__Activity list__
(a) Reproduce verbatim everything in the fruit parks passage from "The artist in" down to "and language barriers.".
(b) According to the fruit parks passage, in how many cities across the United States were fruit parks installed?

__Text provided__
As far as planting trees and expanding the Endless Orchard, we encourage people to do it on their own impulse, to transform their communities into public artworks using fruit trees and the public right-of-way as the framework. We feel that the work should carry on with or without us.
The artist in history is one of the only cultural characters that are allowed to go through social boundaries. We can move through class systems, political systems, and language barriers.
We were able to create this project with support of foundations like Creative Capital and other foundations, like Muriel Pollia Foundation. The result of this incredible effort, that Creative Capital took a risk with us in making, is that we were able to install fruit parks in 19 different cities across the United States. We were able to impact communities in incredibly various ways that are not temporary. A lot of times you think about public art—it might be a sculpture or a mural, that might last forever. Other times it may be sensational or experiential, like an event, and it might be extremely temporary. What we’re excited about is that these trees will be here for generations. In many cases they are declared as works of art, so that those spaces we co-created with community leadership and the public must persist in the public realm as a place for sharing. The fruit trees will be replaced, if necessary.

__The data__
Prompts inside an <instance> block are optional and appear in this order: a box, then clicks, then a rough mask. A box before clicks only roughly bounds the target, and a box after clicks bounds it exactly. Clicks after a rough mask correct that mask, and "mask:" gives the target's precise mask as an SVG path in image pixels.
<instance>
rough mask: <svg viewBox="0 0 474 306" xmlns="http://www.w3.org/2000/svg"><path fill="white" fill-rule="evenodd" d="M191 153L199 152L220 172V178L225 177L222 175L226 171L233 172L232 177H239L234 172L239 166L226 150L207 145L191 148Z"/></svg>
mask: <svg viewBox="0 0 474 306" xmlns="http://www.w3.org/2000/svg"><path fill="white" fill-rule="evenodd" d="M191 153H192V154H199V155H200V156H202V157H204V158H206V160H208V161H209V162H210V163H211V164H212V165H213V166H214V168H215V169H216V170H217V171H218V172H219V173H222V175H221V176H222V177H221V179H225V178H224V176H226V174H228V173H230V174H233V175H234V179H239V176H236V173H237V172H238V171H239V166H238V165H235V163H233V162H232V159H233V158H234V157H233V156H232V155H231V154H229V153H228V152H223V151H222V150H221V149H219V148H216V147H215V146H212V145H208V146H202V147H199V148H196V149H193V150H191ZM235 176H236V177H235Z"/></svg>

__Solutions__
(a)
The artist in history is one of the only cultural characters that are allowed to go through social boundaries. We can move through class systems, political systems, and language barriers.

(b) 19 different cities.